**Instruction:**
Repeat the material exactly as it appears.

────────────────────────────────────────

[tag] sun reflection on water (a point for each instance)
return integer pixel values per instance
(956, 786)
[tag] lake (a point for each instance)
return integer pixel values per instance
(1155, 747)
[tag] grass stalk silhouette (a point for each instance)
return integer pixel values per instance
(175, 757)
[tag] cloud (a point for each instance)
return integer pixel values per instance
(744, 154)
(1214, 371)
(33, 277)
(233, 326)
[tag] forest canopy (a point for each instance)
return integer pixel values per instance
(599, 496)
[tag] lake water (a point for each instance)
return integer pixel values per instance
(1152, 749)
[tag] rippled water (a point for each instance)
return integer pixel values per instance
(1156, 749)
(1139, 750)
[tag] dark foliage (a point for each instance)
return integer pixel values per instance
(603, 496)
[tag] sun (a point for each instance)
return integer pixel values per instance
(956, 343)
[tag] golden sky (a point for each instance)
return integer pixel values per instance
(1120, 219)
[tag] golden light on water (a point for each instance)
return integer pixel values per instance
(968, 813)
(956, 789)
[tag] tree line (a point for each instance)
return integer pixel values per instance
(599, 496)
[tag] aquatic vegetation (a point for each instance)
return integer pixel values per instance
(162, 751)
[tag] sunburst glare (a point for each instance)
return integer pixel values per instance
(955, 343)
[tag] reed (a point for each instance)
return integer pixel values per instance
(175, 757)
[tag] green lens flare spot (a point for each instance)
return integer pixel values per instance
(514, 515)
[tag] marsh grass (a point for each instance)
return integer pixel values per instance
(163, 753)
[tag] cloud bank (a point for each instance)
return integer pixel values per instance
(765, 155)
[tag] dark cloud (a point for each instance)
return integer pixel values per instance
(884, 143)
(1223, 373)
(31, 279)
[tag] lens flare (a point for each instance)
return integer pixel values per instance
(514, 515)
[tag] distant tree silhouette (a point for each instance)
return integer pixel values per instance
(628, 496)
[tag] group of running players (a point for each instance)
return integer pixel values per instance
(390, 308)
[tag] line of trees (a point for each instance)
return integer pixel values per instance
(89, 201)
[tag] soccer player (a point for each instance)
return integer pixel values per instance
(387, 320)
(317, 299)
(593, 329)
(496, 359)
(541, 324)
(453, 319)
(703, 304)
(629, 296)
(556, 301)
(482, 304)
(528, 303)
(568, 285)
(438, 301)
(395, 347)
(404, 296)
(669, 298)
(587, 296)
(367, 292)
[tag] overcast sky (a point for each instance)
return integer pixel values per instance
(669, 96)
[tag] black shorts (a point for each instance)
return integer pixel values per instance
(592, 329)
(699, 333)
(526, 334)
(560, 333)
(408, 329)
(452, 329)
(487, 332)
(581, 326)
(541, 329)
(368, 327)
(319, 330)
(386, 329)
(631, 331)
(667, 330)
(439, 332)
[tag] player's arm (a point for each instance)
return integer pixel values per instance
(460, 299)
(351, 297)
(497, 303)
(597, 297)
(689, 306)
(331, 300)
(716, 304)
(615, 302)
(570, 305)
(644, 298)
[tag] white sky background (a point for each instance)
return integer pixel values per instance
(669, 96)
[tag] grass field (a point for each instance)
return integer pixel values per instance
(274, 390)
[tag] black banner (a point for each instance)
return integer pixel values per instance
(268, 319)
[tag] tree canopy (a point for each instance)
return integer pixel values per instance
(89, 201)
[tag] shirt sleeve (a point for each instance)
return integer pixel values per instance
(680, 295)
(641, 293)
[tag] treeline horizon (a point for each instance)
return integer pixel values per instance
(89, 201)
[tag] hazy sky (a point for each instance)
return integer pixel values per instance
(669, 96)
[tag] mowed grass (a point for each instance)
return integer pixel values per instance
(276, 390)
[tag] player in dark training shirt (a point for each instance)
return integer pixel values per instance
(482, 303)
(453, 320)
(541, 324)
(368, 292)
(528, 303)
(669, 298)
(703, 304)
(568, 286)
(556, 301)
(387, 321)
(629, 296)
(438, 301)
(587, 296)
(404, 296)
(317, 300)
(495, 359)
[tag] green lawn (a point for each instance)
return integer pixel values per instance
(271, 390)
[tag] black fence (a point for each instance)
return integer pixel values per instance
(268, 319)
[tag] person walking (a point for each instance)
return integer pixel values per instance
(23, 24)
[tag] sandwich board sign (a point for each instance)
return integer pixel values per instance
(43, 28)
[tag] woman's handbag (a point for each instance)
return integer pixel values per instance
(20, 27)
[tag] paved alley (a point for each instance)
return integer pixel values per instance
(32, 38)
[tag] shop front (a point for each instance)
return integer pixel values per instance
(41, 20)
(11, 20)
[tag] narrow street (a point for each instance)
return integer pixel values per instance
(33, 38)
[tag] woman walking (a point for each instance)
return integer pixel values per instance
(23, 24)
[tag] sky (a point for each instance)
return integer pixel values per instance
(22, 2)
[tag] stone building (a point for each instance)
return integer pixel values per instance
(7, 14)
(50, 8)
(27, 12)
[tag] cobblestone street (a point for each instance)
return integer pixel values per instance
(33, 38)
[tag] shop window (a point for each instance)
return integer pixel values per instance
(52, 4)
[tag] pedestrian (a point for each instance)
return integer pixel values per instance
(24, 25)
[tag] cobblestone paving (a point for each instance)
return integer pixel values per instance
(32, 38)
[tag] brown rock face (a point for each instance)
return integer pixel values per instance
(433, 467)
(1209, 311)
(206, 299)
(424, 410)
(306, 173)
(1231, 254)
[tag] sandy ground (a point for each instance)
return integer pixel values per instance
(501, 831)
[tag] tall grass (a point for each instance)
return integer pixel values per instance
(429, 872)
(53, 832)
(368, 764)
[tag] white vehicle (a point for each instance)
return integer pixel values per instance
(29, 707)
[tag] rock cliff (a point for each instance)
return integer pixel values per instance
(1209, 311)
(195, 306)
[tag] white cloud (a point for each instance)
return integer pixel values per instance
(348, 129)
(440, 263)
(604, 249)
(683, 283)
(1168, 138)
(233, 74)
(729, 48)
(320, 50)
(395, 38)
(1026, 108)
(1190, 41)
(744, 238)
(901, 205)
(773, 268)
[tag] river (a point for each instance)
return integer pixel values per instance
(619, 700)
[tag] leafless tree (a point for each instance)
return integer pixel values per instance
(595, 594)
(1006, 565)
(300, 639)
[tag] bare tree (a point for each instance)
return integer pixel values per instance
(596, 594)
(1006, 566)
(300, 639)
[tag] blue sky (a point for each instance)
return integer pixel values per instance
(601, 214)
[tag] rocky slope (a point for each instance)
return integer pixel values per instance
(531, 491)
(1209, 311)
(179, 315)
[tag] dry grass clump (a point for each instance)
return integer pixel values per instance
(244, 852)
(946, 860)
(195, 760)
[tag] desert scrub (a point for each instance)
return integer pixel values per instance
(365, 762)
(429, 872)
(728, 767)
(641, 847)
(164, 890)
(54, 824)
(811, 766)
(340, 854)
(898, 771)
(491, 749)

────────────────────────────────────────

**Result below:**
[tag] sun reflection on water (a point for each instance)
return integer pixel values per instance
(956, 786)
[tag] lake (a point for each instance)
return integer pixel values per instance
(1155, 747)
[tag] grass stalk silhouette (a point for each instance)
return integer pixel values per instance
(175, 757)
[tag] cloud (a point for each instance)
return integer pixel values per instance
(744, 154)
(1214, 371)
(33, 277)
(233, 326)
[tag] forest canopy (a point for each instance)
return integer pixel values per instance
(599, 496)
[tag] lake water (a point for each instance)
return integer pixel values per instance
(1152, 749)
[tag] rippled water (a point for each instance)
return integer pixel values per instance
(1156, 749)
(1139, 750)
[tag] dark foliage (a point for each instance)
return integer pixel values per instance
(603, 496)
[tag] sun (a point for each instance)
return integer pixel values per instance
(956, 343)
[tag] golden sky (a point for each instance)
return integer pixel values per instance
(1120, 219)
[tag] golden light on water (a point for each instance)
return integer pixel values per instance
(968, 813)
(956, 789)
[tag] tree line (a point for each instance)
return integer pixel values per instance
(599, 496)
[tag] aquatic vegetation (a point for each instance)
return integer pixel values per instance
(162, 751)
[tag] sunburst glare (a point for each instance)
return integer pixel values per instance
(955, 343)
[tag] reed (a point for each instance)
return integer pixel values per instance
(175, 757)
[tag] green lens flare spot (a point for each instance)
return integer pixel values per instance
(514, 515)
[tag] marsh grass (a point for each instance)
return integer pixel values per instance
(163, 753)
[tag] cloud bank (a point for each instance)
return integer pixel values per instance
(765, 155)
[tag] dark cloud (a point for each instance)
return integer pixel values per instance
(884, 143)
(1223, 373)
(31, 279)
[tag] lens flare (a point for each instance)
return integer pixel values per instance
(514, 515)
[tag] distant tree silhouette (a point for each instance)
return integer pixel values per instance
(628, 496)
[tag] group of running players (a point for each instance)
return integer pixel values per instance
(390, 308)
[tag] line of trees (a point for each instance)
return integer pixel values per instance
(89, 201)
[tag] soccer player (a point for each instance)
return integer pixel values per instance
(387, 320)
(317, 299)
(593, 329)
(496, 359)
(541, 324)
(453, 319)
(703, 304)
(629, 296)
(556, 301)
(482, 304)
(528, 303)
(568, 285)
(438, 301)
(395, 347)
(404, 296)
(669, 298)
(587, 296)
(367, 292)
[tag] overcast sky (a point for each instance)
return integer pixel values per instance
(669, 96)
[tag] black shorts (a point for each instance)
return integer pixel values per instance
(592, 329)
(699, 333)
(526, 334)
(560, 333)
(408, 329)
(452, 329)
(487, 332)
(581, 326)
(541, 329)
(368, 327)
(319, 330)
(386, 329)
(631, 331)
(667, 330)
(439, 332)
[tag] player's arm (a point for each instance)
return integer pixel values per instance
(460, 299)
(351, 297)
(497, 303)
(597, 297)
(689, 306)
(331, 300)
(716, 304)
(615, 302)
(570, 305)
(644, 298)
[tag] white sky background (a point for each instance)
return integer pixel values per instance
(669, 96)
[tag] grass field (a point for each instance)
return integer pixel values per instance
(274, 390)
[tag] black banner (a point for each instance)
return integer pixel values per instance
(268, 319)
[tag] tree canopy (a point for each instance)
return integer pixel values per instance
(89, 201)
[tag] shirt sleeve (a point for each instance)
return integer pixel values per instance
(680, 295)
(641, 293)
[tag] treeline horizon (a point for each instance)
return integer pixel values per instance
(89, 201)
[tag] hazy sky (a point for each instance)
return integer pixel values per instance
(669, 96)
[tag] mowed grass (a point for each instance)
return integer pixel values per instance
(276, 390)
[tag] player in dark training shirt (a point for each instance)
return integer pixel values per instance
(482, 303)
(453, 320)
(541, 324)
(368, 292)
(528, 303)
(669, 298)
(703, 304)
(568, 286)
(556, 301)
(387, 321)
(629, 296)
(438, 301)
(587, 296)
(404, 296)
(317, 300)
(495, 359)
[tag] green lawn (a point for each instance)
return integer pixel values per instance
(271, 390)
[tag] black fence (a point for each instance)
return integer pixel values per instance
(268, 319)
[tag] person walking (a point for each instance)
return integer pixel values per instance
(23, 24)
[tag] sandwich board sign (a point for each instance)
return integer pixel values per instance
(43, 28)
[tag] woman's handbag (a point for each instance)
return integer pixel values per instance
(20, 27)
[tag] paved alley (a point for each instance)
return integer pixel values per instance
(32, 38)
[tag] shop front (a point for each instance)
return integer pixel values per instance
(41, 20)
(11, 20)
[tag] narrow street (a point for each instance)
return integer pixel values per instance
(33, 38)
[tag] woman walking (a point for each instance)
return integer pixel values per instance
(23, 24)
[tag] sky (a point for each instance)
return integer pixel values per instance
(22, 2)
[tag] stone building (a point for each instance)
return integer pixel values per instance
(7, 14)
(50, 8)
(27, 12)
[tag] cobblestone street (a point for each instance)
return integer pixel values per instance
(33, 38)
[tag] shop window (a point for each instance)
return integer pixel values per instance
(52, 4)
[tag] pedestrian (a point for each instance)
return integer pixel values per instance
(24, 25)
[tag] cobblestone paving (a point for each instance)
return integer pixel values per instance
(32, 38)
[tag] brown rock face (a point for each instance)
return integer pixel values per instance
(433, 467)
(1209, 311)
(206, 299)
(424, 410)
(306, 173)
(1231, 254)
[tag] sandy ground (a point for each instance)
return integer pixel values per instance
(501, 831)
[tag] tall grass (a point for each instance)
return integer pixel values per instance
(429, 872)
(53, 832)
(368, 764)
[tag] white vehicle (a point for each instance)
return integer pixel values per instance
(29, 707)
[tag] rock cliff (a point for each instance)
return integer pixel values per instance
(1209, 311)
(195, 306)
[tag] white cloud (a point for each instance)
return integer pixel values per instance
(348, 129)
(440, 263)
(604, 249)
(683, 283)
(1168, 138)
(233, 74)
(729, 48)
(320, 50)
(395, 38)
(1026, 108)
(1190, 41)
(744, 238)
(901, 205)
(773, 268)
[tag] river (a point for each instance)
return integer pixel values per instance
(619, 700)
[tag] leafless tree (a point for each instance)
return integer pixel values per instance
(595, 594)
(1006, 565)
(300, 639)
[tag] bare tree (a point for each instance)
return integer pixel values per instance
(596, 594)
(1006, 566)
(300, 639)
[tag] blue sky (a point for each instance)
return integer pixel values per instance
(601, 214)
[tag] rocky slope (a point for each instance)
return integer pixel values per instance
(531, 491)
(1209, 311)
(179, 315)
[tag] dry grass clump (a point for each instance)
return integer pixel values per instance
(244, 852)
(946, 860)
(195, 760)
[tag] desert scrub (a point for each instance)
return integer pixel values per instance
(365, 762)
(429, 872)
(728, 767)
(641, 847)
(164, 890)
(54, 824)
(811, 766)
(340, 854)
(898, 771)
(491, 749)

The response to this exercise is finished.